"""

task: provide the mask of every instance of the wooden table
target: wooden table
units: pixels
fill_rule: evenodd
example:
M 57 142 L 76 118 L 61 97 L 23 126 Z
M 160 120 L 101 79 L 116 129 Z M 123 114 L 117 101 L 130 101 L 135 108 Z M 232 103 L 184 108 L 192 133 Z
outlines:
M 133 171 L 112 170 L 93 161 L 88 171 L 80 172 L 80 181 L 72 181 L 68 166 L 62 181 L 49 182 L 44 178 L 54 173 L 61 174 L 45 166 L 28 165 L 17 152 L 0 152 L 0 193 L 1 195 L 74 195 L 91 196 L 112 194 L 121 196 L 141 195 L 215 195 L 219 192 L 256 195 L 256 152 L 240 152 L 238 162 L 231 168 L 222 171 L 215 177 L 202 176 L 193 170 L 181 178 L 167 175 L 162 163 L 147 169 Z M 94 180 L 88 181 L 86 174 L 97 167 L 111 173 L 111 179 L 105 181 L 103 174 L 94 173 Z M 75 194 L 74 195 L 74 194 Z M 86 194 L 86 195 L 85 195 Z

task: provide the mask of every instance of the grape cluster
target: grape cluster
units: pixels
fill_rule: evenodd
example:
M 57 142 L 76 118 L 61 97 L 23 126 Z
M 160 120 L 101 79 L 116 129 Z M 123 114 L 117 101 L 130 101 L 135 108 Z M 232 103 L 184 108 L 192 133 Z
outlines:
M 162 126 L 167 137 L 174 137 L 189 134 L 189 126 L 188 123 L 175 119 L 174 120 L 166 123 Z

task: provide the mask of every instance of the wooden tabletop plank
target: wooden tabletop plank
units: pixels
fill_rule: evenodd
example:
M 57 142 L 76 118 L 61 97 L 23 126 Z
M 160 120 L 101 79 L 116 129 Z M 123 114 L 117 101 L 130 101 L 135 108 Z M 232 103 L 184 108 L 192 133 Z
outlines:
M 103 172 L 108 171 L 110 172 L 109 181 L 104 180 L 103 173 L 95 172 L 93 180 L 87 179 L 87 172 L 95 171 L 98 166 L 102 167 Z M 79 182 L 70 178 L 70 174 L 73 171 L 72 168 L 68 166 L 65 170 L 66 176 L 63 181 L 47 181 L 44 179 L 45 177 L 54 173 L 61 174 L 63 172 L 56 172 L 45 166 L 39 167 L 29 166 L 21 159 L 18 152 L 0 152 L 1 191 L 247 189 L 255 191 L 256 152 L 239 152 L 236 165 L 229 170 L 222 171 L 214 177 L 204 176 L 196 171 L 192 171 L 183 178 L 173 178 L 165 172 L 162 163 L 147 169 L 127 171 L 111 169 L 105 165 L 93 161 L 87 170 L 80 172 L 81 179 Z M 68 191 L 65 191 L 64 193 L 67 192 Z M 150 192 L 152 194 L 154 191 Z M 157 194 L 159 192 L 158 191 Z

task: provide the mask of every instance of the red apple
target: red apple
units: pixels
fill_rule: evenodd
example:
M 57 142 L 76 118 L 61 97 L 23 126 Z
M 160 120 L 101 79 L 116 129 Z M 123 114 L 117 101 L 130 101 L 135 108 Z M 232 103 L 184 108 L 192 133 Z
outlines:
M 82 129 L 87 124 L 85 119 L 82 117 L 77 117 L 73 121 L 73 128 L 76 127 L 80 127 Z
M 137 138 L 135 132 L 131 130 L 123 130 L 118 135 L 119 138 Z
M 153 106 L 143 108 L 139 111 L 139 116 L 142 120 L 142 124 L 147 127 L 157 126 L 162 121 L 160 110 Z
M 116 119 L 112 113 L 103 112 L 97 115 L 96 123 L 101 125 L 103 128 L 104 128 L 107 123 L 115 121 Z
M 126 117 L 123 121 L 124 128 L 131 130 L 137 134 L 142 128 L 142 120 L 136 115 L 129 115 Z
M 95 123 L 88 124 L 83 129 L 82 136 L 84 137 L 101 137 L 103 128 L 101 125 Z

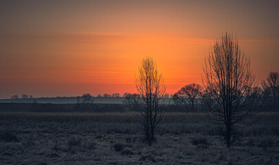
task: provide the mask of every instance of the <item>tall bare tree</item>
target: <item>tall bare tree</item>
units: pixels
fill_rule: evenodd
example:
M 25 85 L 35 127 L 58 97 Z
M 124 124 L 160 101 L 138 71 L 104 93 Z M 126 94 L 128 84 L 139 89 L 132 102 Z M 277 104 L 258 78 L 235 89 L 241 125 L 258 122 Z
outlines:
M 197 98 L 201 96 L 201 87 L 199 84 L 186 85 L 172 96 L 175 103 L 185 105 L 192 110 L 196 109 Z
M 256 105 L 250 59 L 241 51 L 232 34 L 222 34 L 205 60 L 203 82 L 208 116 L 219 126 L 227 148 L 237 129 L 245 123 Z
M 279 109 L 279 73 L 270 72 L 266 80 L 263 82 L 265 94 L 271 96 L 274 109 Z M 270 96 L 269 96 L 270 95 Z
M 142 102 L 142 125 L 149 144 L 154 141 L 154 133 L 164 111 L 163 96 L 166 91 L 162 74 L 158 73 L 153 59 L 147 56 L 142 60 L 135 78 L 138 94 Z

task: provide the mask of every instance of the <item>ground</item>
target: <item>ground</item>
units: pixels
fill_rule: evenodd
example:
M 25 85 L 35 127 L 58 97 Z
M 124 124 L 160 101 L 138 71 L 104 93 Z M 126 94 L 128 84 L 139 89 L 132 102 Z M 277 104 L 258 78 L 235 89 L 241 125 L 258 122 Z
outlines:
M 165 114 L 156 142 L 137 113 L 0 113 L 2 164 L 279 164 L 278 113 L 243 129 L 230 150 L 203 113 Z

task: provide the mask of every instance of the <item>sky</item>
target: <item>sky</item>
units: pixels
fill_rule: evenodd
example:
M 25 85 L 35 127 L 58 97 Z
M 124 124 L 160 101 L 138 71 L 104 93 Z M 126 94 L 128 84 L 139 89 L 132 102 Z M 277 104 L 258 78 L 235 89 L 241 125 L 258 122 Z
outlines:
M 261 82 L 279 72 L 278 1 L 1 1 L 0 98 L 137 92 L 150 56 L 167 93 L 201 83 L 234 33 Z

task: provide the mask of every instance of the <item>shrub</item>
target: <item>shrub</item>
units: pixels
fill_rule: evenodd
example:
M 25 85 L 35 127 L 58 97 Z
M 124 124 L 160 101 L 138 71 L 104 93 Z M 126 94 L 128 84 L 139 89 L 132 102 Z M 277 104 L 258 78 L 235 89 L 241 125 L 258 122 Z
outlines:
M 121 152 L 121 155 L 135 155 L 135 153 L 129 149 L 125 149 L 125 150 L 123 150 L 122 152 Z
M 197 145 L 208 146 L 209 144 L 206 137 L 198 135 L 195 138 L 192 138 L 192 144 L 194 146 Z
M 114 144 L 113 148 L 115 151 L 121 151 L 124 149 L 124 145 L 121 143 Z

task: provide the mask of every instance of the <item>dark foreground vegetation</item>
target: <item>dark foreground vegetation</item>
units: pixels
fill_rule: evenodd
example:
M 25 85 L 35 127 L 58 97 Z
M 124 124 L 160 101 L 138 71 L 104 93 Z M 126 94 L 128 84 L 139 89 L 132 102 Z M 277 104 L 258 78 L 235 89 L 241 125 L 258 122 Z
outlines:
M 165 113 L 149 146 L 139 112 L 0 112 L 3 164 L 278 164 L 279 113 L 260 113 L 230 149 L 203 113 Z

"""

Set problem: Lay out the lines starting at the one containing "task: provide the mask of every instance of the <item>sky</item>" and ending at the last line of the items as a JSON list of strings, one string per line, omitting blank lines.

Written answer:
[
  "task: provide the mask of every instance of the <item>sky</item>",
  "target: <item>sky</item>",
  "units: pixels",
  "fill_rule: evenodd",
  "example:",
  "M 25 85 L 35 127 L 58 97 Z",
  "M 124 124 L 160 101 L 138 71 L 104 93 Z M 126 94 L 128 84 L 139 89 L 132 102 Z M 277 104 L 258 78 L 235 89 L 241 125 L 258 122 Z",
  "outlines:",
  "M 261 82 L 279 72 L 278 1 L 1 1 L 0 98 L 137 92 L 150 56 L 167 93 L 201 83 L 234 33 Z",
  "task: provide the mask of every instance of the <item>shrub</item>",
  "target: <item>shrub</item>",
  "units: pixels",
  "fill_rule: evenodd",
  "example:",
  "M 25 85 L 35 127 L 58 97 Z",
  "M 124 124 L 160 101 L 138 71 L 104 93 Z M 126 94 L 128 84 L 139 89 L 132 102 Z M 277 104 L 258 78 L 235 89 L 241 125 L 258 122 Z",
  "outlines:",
  "M 121 152 L 121 155 L 135 155 L 135 153 L 129 149 L 125 149 L 125 150 L 123 150 L 122 152 Z",
  "M 197 145 L 208 146 L 209 144 L 206 137 L 198 135 L 195 138 L 192 138 L 192 144 L 194 146 Z",
  "M 114 144 L 113 148 L 115 151 L 121 151 L 124 149 L 124 145 L 121 143 Z",
  "task: provide the mask of every instance of the <item>dark foreground vegetation</item>",
  "target: <item>dark foreground vegetation</item>",
  "units: pixels",
  "fill_rule: evenodd",
  "example:",
  "M 25 85 L 35 127 L 58 97 Z",
  "M 124 124 L 160 101 L 138 71 L 104 93 Z M 126 94 L 128 84 L 139 89 L 132 102 Z M 277 104 L 258 78 L 235 89 L 241 125 L 258 122 Z",
  "outlines:",
  "M 165 113 L 149 146 L 139 112 L 0 112 L 3 164 L 278 164 L 279 113 L 260 113 L 230 149 L 203 113 Z"
]